Write out every line of the rows below as a numbered list, omitting any blank lines.

═══ Material supplied ═══

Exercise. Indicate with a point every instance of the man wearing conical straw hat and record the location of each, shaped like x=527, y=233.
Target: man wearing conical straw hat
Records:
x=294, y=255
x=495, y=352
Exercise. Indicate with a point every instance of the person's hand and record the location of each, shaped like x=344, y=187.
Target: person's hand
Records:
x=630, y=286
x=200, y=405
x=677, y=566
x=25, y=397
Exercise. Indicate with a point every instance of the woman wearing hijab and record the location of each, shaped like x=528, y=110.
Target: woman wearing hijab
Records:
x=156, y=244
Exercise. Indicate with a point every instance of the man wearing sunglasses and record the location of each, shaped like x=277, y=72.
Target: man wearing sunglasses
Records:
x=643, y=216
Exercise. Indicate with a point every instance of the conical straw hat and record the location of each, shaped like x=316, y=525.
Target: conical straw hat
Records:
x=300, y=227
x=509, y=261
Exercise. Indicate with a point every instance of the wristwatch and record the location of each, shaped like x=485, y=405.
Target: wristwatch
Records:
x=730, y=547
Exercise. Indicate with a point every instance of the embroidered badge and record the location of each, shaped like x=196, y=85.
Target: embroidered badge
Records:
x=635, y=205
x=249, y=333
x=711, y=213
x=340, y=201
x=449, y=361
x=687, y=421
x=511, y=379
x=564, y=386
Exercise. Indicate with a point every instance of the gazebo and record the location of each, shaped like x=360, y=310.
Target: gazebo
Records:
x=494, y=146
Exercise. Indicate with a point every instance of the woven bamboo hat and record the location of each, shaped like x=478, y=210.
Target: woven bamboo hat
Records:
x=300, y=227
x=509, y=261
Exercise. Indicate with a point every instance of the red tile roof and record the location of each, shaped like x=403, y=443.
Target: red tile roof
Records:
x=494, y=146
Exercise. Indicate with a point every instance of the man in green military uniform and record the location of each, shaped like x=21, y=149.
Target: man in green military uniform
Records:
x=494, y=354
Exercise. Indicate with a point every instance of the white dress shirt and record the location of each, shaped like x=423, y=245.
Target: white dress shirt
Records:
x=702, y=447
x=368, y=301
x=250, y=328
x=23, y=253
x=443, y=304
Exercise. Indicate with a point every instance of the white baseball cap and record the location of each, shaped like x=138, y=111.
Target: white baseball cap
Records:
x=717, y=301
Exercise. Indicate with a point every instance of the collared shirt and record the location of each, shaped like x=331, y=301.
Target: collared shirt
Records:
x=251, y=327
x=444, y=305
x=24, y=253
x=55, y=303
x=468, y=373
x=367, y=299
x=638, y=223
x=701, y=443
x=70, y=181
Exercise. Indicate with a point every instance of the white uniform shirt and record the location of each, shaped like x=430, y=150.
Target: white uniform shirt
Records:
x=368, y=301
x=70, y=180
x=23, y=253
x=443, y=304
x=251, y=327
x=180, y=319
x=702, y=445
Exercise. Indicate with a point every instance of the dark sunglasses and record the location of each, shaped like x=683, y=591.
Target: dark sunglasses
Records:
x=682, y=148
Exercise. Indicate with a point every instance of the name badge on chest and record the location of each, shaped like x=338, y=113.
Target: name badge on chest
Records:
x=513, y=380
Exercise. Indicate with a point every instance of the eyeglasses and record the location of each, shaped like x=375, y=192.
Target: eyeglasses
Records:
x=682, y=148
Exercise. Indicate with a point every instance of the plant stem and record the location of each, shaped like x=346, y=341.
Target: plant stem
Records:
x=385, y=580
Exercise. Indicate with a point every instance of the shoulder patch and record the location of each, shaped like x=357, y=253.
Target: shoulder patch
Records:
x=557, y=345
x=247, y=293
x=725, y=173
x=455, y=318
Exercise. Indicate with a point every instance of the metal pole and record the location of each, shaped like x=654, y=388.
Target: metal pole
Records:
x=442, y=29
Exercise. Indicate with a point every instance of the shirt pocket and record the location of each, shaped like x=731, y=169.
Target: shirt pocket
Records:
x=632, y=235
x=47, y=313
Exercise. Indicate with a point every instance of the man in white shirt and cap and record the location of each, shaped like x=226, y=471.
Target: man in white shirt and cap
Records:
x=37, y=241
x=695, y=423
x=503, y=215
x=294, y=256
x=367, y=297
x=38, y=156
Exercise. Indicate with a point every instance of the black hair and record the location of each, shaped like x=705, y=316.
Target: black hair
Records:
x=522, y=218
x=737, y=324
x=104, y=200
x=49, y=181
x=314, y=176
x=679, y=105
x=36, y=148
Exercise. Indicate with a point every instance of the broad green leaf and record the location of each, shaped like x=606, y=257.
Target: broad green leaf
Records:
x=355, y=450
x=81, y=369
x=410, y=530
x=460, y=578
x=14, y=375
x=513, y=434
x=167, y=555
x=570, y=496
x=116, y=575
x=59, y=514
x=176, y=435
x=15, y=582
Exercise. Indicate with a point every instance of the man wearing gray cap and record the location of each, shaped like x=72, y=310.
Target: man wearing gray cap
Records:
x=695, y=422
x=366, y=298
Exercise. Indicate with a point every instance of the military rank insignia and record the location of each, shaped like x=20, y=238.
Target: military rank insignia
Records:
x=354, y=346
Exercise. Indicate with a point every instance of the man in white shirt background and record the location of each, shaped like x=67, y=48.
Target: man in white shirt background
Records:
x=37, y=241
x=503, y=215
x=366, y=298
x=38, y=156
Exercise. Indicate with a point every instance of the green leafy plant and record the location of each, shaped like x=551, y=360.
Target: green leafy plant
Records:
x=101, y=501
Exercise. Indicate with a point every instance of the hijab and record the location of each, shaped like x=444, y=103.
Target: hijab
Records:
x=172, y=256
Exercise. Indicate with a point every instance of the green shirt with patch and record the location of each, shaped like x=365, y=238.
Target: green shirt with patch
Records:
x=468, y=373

═══

* [Answer to the exercise]
1. Exercise. Indicate with a point every instance of the man wearing conical straw hat and record the location of each, shaped like x=527, y=233.
2. Target: man wearing conical straw hat
3. Records:
4. x=294, y=255
5. x=495, y=352
6. Exercise. Indicate with a point every instance of the person's hand and record the location of each, shaped like x=344, y=187.
7. Target: person's hand
8. Records:
9. x=630, y=286
10. x=200, y=405
11. x=677, y=566
12. x=25, y=397
13. Exercise. Indicate with a point every instance of the woman wearing hijab and record the location of each, shaped like x=528, y=110.
14. Target: woman wearing hijab
15. Records:
16. x=156, y=244
17. Exercise. Indicate with a point every instance of the man wearing sunglasses and record the location of each, shaped like x=277, y=72.
18. Target: man wearing sunglasses
19. Records:
20. x=643, y=216
21. Exercise. Indicate with a point every instance of the conical straw hat and record the location of each, shaped like x=316, y=525.
22. Target: conical straw hat
23. Records:
24. x=300, y=227
25. x=509, y=261
26. Exercise. Indicate with a point every instance of the wristwatch and record the location of each, shaped like x=485, y=405.
27. Target: wristwatch
28. Records:
29. x=730, y=547
30. Exercise. Indicate with a point every instance of the embroidered badge and record the location of each, shaped like x=196, y=85.
31. Target: embroidered badge
32. Records:
33. x=635, y=205
34. x=249, y=333
35. x=711, y=213
36. x=340, y=201
37. x=449, y=361
38. x=687, y=421
39. x=511, y=379
40. x=564, y=386
41. Exercise. Indicate with a point every instance of the gazebo and record the location of each, shaped like x=360, y=310.
42. Target: gazebo
43. Records:
44. x=494, y=146
45. Exercise. Indicate with a point every instance of the woven bamboo hat and record the location of each, shaped like x=478, y=210.
46. Target: woven bamboo hat
47. Records:
48. x=300, y=227
49. x=509, y=261
50. Exercise. Indicate with a point every instance of the red tile roof and record the location of each, shaped like x=403, y=443.
51. Target: red tile roof
52. Records:
53. x=494, y=146
54. Exercise. Indicate with a point every instance of the man in green military uniform and record the location of each, shaped like x=21, y=149.
55. Target: man in green military uniform
56. Records:
57. x=494, y=354
58. Exercise. Indicate with a point every instance of the white dress shirt and record the location of each, shaped like x=423, y=245.
59. Target: white dress shirt
60. Records:
61. x=702, y=447
62. x=368, y=301
63. x=250, y=328
64. x=23, y=253
65. x=443, y=304
66. Exercise. Indicate with a point every instance of the white baseball cap and record the location of each, shaped like x=138, y=111.
67. Target: white baseball cap
68. Records:
69. x=717, y=301
70. Exercise. Indicate with a point every instance of the collared shirt and record the location of each, shaped like x=331, y=301.
71. Target: collared shirt
72. Records:
73. x=251, y=327
74. x=444, y=305
75. x=24, y=253
76. x=55, y=303
77. x=468, y=373
78. x=367, y=299
79. x=638, y=223
80. x=701, y=443
81. x=70, y=181
82. Exercise. Indicate with a point every instance of the white uniform shirt and record the location of each, shaped like x=430, y=150.
83. Target: white uniform shirt
84. Records:
85. x=368, y=301
86. x=70, y=180
87. x=23, y=253
88. x=443, y=304
89. x=251, y=327
90. x=180, y=319
91. x=702, y=445
92. Exercise. Indicate with a point every instance of the dark sunglasses and record the location of each, shaped like x=683, y=591.
93. Target: dark sunglasses
94. Records:
95. x=682, y=148
96. Exercise. Indicate with a point every instance of the name badge on chest and record the location of each, shaped like x=338, y=113.
97. Target: name badge on chest
98. Records:
99. x=513, y=380
100. Exercise. Indicate with a point every instance of the eyeglasses and record the location of each, shaped like x=375, y=192.
101. Target: eyeglasses
102. Records:
103. x=682, y=148
104. Exercise. Indicate with a point every instance of the plant stem and record the location of each, shaped like x=346, y=341.
105. Target: plant stem
106. Records:
107. x=385, y=580
108. Exercise. Indicate with a point every instance of the shoulder patch and record the location of each, shaped like x=357, y=253.
109. Target: shoulder patch
110. Records:
111. x=557, y=345
112. x=247, y=293
113. x=725, y=173
114. x=455, y=318
115. Exercise. Indicate with a point every instance of the metal pole and record the location of each, shaped like x=654, y=388.
116. Target: metal pole
117. Records:
118. x=442, y=29
119. Exercise. Indicate with a point every instance of the shirt pocket and record the location of each, shaped like x=731, y=169.
120. Target: shirt pocket
121. Records:
122. x=632, y=235
123. x=47, y=313
124. Exercise. Indicate with a point every instance of the man in white shirt and cap and record the location of each, shaped like x=226, y=471.
125. Target: man in white shirt and cap
126. Records:
127. x=37, y=241
128. x=695, y=423
129. x=503, y=215
130. x=294, y=256
131. x=367, y=297
132. x=38, y=156
133. Exercise. Indicate with a point every instance of the black hair and record the location of each, shaped like x=705, y=316.
134. Target: black hair
135. Records:
136. x=522, y=218
137. x=737, y=324
138. x=104, y=200
139. x=49, y=181
140. x=314, y=176
141. x=679, y=105
142. x=36, y=148
143. Exercise. Indicate with a point every instance of the broad green leaf and record the location of each, shaped like x=606, y=257.
144. Target: broad green leaf
145. Records:
146. x=355, y=450
147. x=81, y=369
148. x=410, y=530
149. x=460, y=578
150. x=14, y=375
151. x=513, y=434
152. x=167, y=555
153. x=570, y=496
154. x=116, y=575
155. x=59, y=514
156. x=176, y=435
157. x=15, y=582
158. Exercise. Indicate with a point every instance of the man wearing gray cap and record the location of each, shaped like x=72, y=310.
159. Target: man wearing gray cap
160. Records:
161. x=695, y=422
162. x=366, y=298
163. Exercise. Indicate with a point every instance of the military rank insignia and record the location of each, shaped like x=20, y=238.
164. Target: military rank insignia
165. Records:
166. x=354, y=346
167. Exercise. Indicate with a point every instance of the man in white shirt background and record the location of each, shaped like x=67, y=48.
168. Target: man in white shirt background
169. Records:
170. x=37, y=241
171. x=503, y=215
172. x=366, y=298
173. x=38, y=156
174. Exercise. Indicate with a point every instance of the green leafy plant and record the location of each, shaped like x=551, y=360.
175. Target: green leafy plant
176. Records:
177. x=101, y=501
178. Exercise. Indicate with a point every instance of the hijab and record the location of each, shaped like x=444, y=103.
179. Target: hijab
180. Records:
181. x=172, y=256
182. Exercise. Indicate with a point every instance of the green shirt with patch and record the location of each, shaped like x=365, y=238.
183. Target: green shirt with patch
184. Records:
185. x=468, y=373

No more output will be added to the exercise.